Sheffield Hallam pop-up Christmas shop raises funds for Children's Hospital

A packaging expert at Sheffield Hallam University, who provides design expertise to small and medium sized businesses, has been showcasing his work at a charity pop-up Christmas shop.

Friday, 21st December 2018, 5:02 pm
Updated Tuesday, 8th January 2019, 3:49 pm
John Kirkby from Design Futures selling his wares at Sheffield Hallam University.

John Kirkby and his team within the University's design consultancy, Design Futures, have been supporting local businesses across the region and providing packaging expertise as part of the Sheffield Innovation Programme which has received funding from the European Regional Development Fund (ERDF).

The team has supported 49 companies, engaging with a variety of businesses in the Sheffield City Region in the last year.

The pop-up shop they set up on campus gave them an opportunity to showcase their work and raise awareness of their services, with the £472.95 proceeds donated to Sheffield Children's Hospital.

Mary Lord, owner of successful Sheffield start-up Squidge and Pip, worked with the team to improve packaging for a baby teether she created, which is now sold in John Lewis.

She said: 'The Sheffield Innovation Programme provided me with access to the great skills of the Sheffield Hallam packaging team which has helped us develop effective retail packaging for our products.

"The pop up shop provided an opportunity to sell some products and support a great local charity.

(Collection entries)
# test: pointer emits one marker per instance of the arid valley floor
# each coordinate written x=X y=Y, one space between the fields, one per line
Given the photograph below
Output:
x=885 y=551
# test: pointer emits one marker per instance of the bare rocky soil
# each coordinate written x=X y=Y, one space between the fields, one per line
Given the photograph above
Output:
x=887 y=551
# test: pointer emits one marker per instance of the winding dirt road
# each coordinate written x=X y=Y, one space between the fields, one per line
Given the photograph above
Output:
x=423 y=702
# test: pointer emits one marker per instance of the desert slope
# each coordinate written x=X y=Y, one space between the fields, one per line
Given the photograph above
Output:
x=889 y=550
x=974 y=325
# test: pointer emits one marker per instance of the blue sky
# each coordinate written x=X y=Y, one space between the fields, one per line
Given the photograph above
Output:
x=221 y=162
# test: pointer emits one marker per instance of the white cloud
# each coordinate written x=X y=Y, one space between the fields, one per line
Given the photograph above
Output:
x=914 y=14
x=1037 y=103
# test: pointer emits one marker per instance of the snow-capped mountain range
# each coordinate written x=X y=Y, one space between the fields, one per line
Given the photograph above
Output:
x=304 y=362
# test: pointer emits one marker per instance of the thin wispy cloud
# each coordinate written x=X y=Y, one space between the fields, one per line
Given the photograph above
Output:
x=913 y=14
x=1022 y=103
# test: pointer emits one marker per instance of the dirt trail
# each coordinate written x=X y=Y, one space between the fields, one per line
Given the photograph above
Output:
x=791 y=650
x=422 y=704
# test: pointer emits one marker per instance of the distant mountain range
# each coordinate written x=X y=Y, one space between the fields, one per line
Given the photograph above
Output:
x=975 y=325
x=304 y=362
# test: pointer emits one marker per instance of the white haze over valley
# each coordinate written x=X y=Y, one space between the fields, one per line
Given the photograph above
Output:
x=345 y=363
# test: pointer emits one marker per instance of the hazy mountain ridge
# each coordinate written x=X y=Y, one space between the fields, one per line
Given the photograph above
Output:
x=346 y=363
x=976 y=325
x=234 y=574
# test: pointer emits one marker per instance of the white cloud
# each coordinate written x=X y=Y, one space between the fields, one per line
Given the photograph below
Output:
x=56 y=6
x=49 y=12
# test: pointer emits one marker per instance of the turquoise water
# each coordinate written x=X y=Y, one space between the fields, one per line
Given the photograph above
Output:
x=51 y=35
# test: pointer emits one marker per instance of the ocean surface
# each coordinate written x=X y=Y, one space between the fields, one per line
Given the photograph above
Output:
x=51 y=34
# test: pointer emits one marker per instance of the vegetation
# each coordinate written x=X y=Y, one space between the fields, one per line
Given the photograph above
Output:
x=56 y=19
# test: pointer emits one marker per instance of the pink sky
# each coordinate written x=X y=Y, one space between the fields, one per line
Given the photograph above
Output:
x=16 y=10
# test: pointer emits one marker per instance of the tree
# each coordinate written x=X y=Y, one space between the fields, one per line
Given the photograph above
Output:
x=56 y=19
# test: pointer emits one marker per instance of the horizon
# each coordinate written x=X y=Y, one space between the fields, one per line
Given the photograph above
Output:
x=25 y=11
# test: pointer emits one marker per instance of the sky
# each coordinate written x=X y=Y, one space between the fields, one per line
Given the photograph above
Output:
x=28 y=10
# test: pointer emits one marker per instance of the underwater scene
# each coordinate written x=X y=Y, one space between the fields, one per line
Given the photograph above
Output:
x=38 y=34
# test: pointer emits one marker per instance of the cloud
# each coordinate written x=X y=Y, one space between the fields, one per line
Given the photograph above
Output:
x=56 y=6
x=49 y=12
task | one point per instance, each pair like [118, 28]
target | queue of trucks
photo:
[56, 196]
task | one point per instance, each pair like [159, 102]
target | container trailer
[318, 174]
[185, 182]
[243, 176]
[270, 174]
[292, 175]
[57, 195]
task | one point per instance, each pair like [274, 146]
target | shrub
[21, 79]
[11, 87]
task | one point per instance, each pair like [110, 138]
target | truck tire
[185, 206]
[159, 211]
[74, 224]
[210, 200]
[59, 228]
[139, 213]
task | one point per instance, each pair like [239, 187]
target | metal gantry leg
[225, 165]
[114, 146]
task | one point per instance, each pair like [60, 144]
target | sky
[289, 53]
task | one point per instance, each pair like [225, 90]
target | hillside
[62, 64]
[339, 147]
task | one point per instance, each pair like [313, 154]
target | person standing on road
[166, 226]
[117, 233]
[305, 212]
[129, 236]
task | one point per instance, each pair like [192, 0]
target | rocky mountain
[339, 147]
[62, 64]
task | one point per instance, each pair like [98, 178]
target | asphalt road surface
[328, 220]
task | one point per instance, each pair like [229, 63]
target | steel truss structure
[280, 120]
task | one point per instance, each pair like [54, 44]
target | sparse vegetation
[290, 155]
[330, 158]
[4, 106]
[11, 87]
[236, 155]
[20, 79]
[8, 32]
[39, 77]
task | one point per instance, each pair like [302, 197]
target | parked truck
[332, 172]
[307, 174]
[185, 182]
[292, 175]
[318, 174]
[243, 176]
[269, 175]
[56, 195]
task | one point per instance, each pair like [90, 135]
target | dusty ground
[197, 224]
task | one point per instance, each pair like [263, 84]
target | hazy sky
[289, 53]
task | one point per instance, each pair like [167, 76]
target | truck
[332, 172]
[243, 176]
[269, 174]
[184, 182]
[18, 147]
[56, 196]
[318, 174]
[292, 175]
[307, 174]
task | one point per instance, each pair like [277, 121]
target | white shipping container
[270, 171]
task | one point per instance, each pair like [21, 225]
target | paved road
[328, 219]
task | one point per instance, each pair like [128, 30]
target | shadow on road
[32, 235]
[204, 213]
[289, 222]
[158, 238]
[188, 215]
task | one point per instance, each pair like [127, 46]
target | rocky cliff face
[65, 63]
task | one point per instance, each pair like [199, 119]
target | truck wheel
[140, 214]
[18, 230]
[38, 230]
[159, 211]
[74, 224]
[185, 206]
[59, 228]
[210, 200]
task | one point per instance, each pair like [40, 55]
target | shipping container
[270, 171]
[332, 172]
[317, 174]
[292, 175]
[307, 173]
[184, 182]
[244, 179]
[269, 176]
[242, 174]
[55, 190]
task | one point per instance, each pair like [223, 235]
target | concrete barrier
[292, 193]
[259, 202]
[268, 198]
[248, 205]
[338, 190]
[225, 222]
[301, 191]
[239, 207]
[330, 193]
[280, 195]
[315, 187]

▶ [Task objective] Carry on the news article about the Sheffield Hallam charity pop-up Christmas shop, beginning right after its final sentence.

▶ [Answer space]
'The products on sale in the shop certainly showed there are some great independent businesses within our region at the moment.'

John Kirkby, creative director of Design Futures, said: 'It was a great experience to be involved in selling products we had packaged in our work.

"We partnered with Sheffield Children's Hospital charity donating all profits from sales to support the care of local children.

'The outcome was a pop-up shop selling a great range of locally-produced gifts including chocolate from three local companies, scented candles and Christmas cake."

The Sheffield Innovation Programme was set up to encourage academics and businesses to collaborate on entrepreneurial projects in 2016.

The aim is to boost regional economic growth in the Sheffield City Region by fostering relationships between SMEs and academics at both of the city's universities.

In the last two years 186 academics from Sheffield Hallam University and the University of Sheffield have worked with 300 companies within the region on an assortment of projects.